── Verilen Metin ──
Hastane çalışanları, “Aldığımız maaşla geçinemiyoruz!”
DİSK Gıda-İş Sendikası Genel Başkanı Olcay Özak Darıca Farabi Devlet Hastanesi’nin yemekhanesinde çalışan işçileri asgari ücret aldıklarını ifade ederek, “Sağlık sektörünün bir halkası olarak hastane yemekhane çalışanlarının asgari ücretle geçinmeye mecbur bırakılması kabul edilir değildir” dedi
Darıca Farabi Eğitim ve Araştırma Hastanesi’nin yemekhanesinde çalışan işçiler aldıkları maaşlarla geçinemediklerini ve maaşlarına zam talebi için bugün basın açıklaması gerçekleştirdiler. Hastane önünde gerçekleşen basın açıklamasına DİSK Gıda-İş Sendikası Genel Başkanı Olcay Özak, sendika yetkililer, TMMOB Makine Mühendisleri Odası Gebze İlçe Temsilciliği Yürütme Kurulu Başkanı Tanfer Yeşiltepe, EMEP Partisi Gebze İlçe Başkanı Yusuf Akar ve çok sayıda hastanenin yemekhanesinde çalışan kadın işçiler katıldı. Basın açıklamasının DİSK Gıda-İş Sendikası Genel Başkanı Olcay Özak yaparak, “DİSK-Gıda İş Sendikası olarak, sayıları on binlerle ifade edilen hastane yemekhane işçilerinin taleplerini basınla ve kamuoyu ile paylaşmak için Darıca Farabi Devlet Hastanesinin önündeyiz.
“SESİMİZİ DUYURMAYA ÇALIŞIYORUZ”
Hükümete, hastane yöneticilerine, yemekhane taşeron patronlarına
sabahın bu saatinde derdimizi basın ve kamuoyu aracılığıyla
sesimizi duyurup derdimizi anlatmaya çalışacağız. Hastane
yemekhanesinde asgari ücretle çalışan taşeron işçileri aldıkları
maaşlarla geçinemiyor. Asgari ücretin insanca yaşayabilecek bir
düzeye yükseltilmesini istiyoruz. Açlık sınırının 20 binlere
dayandığı, yoksulluk sınırının 65 bin TL rakamına tırmandığı
günümüzde yemekhane işçileri 17 bin 2 liraya nasıl geçinsin!
───
:: Alıştırma Bölümleri ::
1 - Hastane yemekhane işçileriyle ilgili habere göre yoksulluk sınırı hangi rakama tırmanmış?
2 - Yemekhane işçilerinin basın açıklamasını anlatan haberi son cümlesinden sonra sürdürün.
── Veri Girdileri ──
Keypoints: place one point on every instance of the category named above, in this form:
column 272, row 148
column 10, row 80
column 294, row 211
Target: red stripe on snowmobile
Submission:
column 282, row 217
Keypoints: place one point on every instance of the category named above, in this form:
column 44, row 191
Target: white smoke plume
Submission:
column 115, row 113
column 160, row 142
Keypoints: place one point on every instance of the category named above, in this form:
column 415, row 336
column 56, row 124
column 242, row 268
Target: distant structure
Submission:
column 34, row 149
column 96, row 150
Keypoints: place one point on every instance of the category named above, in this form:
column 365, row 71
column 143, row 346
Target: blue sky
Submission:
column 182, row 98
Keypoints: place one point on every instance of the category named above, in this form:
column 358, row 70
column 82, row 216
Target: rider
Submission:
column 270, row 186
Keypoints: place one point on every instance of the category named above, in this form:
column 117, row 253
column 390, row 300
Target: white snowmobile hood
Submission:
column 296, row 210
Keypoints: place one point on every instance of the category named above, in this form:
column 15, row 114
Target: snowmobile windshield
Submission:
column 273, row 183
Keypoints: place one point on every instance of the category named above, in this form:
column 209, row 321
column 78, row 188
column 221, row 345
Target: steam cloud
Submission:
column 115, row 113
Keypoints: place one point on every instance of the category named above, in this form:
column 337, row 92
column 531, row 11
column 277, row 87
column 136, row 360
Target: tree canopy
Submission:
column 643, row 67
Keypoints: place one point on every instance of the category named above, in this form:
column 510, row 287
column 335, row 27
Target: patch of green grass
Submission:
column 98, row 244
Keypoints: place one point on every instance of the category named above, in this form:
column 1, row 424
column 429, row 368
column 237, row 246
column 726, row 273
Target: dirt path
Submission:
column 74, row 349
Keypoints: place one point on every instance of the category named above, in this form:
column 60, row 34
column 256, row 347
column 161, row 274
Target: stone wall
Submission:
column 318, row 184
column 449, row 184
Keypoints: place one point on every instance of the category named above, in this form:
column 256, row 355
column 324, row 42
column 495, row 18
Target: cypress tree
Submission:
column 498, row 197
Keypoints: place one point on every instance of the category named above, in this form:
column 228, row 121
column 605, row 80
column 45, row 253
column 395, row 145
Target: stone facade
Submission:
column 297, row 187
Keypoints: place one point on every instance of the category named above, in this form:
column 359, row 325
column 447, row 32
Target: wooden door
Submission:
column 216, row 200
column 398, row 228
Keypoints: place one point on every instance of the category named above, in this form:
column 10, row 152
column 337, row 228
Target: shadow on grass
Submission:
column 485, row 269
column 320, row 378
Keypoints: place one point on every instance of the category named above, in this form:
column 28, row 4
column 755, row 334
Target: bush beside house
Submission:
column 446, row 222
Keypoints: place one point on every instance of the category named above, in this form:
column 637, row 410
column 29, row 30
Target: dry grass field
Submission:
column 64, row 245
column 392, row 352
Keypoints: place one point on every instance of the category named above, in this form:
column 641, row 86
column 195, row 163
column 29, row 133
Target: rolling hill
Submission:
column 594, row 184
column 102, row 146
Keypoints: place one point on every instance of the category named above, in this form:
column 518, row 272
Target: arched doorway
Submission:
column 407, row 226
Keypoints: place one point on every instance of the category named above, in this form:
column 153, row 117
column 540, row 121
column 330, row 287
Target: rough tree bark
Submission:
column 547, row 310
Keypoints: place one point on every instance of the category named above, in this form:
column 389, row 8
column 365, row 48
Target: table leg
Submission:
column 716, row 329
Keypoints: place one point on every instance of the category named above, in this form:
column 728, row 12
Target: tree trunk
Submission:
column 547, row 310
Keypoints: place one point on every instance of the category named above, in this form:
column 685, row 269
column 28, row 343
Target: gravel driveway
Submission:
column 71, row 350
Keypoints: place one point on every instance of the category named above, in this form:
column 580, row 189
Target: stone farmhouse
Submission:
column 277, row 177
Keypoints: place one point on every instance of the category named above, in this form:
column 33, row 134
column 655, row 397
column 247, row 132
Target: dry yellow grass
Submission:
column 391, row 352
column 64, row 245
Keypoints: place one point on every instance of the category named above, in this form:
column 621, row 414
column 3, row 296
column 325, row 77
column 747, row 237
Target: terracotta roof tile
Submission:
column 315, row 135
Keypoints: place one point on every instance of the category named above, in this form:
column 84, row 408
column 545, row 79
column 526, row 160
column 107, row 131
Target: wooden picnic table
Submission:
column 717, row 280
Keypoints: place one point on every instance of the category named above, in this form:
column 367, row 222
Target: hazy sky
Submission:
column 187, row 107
───
:: Alıştırma Cevapları ::
1 - 65 bin TL

2 -
Yıllardır DİSK-Gıda iş sendikası olarak ‘Hastane yemekhane
işçilerinin kadrosuz, güvencesiz çalıştıramazsınız’ diye
sokaklarda, meydanlarda sesimizi duyurmaya çalışıyoruz. Kamuda
çalışan işçilerin haykırışlarına güç katmaya çalıştık. Son olarak
üyemiz yemekhane işçileriyle TBMM giderek başta hastane yemekhane
işçilerinin ve genelde yüzbinlerce taşeron işçisinin yaşadığı
mağduriyeti yüksek sesle TBMM'de tartıştırdık.
“ŞİDDETLE PROTESTO EDİYORUZ!”
Ama işin muhatapları taşeron işçisini görmek ve duymak istemiyor.
İşçi arkadaşlarımızın diliyle söylersek; Maaşlarımız erimeye,
masraflarımız, borcumuz artmaya devam ederken hükümetin bakanları
asgari ücrete temmuzda zam yapmadıkları gibi 2025 yılı içinde yüzde
15 – yüzde 20 oranında zam vereceklerini basına ve kamuoyuna
duyuruyorlar. 2025 yılı için yüzdelik oranlara baktığımızda -asgari
ücretin 20 bin açlık sınırının 23 bin TL olacağını uzmanlar
söylüyor. Eylülde okullar açılacak. Okul masrafları 3,5 kat arttı.
Çanta, defter, servis ücretlerini veremez hale geldi emekçiler!
Veliler çocuklarını okula bu sene de aç gönderecekler. Beslenme
çantalarına doyurucu bir besin koymak her geçen gün daha da
zorlaşıyor. Bizleri açlıkla yüz yüze bırakacaklarını ve buna
dayanmamız gerektiği yönündeki açıklamalarını şiddetle protesto
ediyoruz!
“MAAŞLARIMIZA ZAM İSTİYORUZ!”
Sizleri bizim maaşlarımızla bırakalım değil 1 ay, bir gün dahi
geçinemezsiniz. Sizin maaşlarınız asgari ücretin 15-20 katıdır! Siz
bize insanca yaşayacağımız bir ücreti layık görmediğiniz gibi
elimizde, avcumuzda olanlara da göz dikmiş durumdasınız. Zam
yağmuru devam ediyor. Akaryakıta, elektriğe, doğalgaza peş peşe
gelen zamlar iğneden ipliğe her şeye zam anlamına gelmektedir. 2024
Ocak ayında aldığımız 17 bin 2 liranın 4-5 bin lirası cebimizde
eridi. Mehmet Şimşek’in hazırladığı ekonomik reçeteye göre yıl
sonuna kadar 17 bin liranın yarısı elimizde kalırsa ne ala!
Maaşımız cebimize girmeden vergisi kesiliyor, patronlarınsa asgari
ücretliler kadar dahi vergi vermediğini her gün okuyoruz!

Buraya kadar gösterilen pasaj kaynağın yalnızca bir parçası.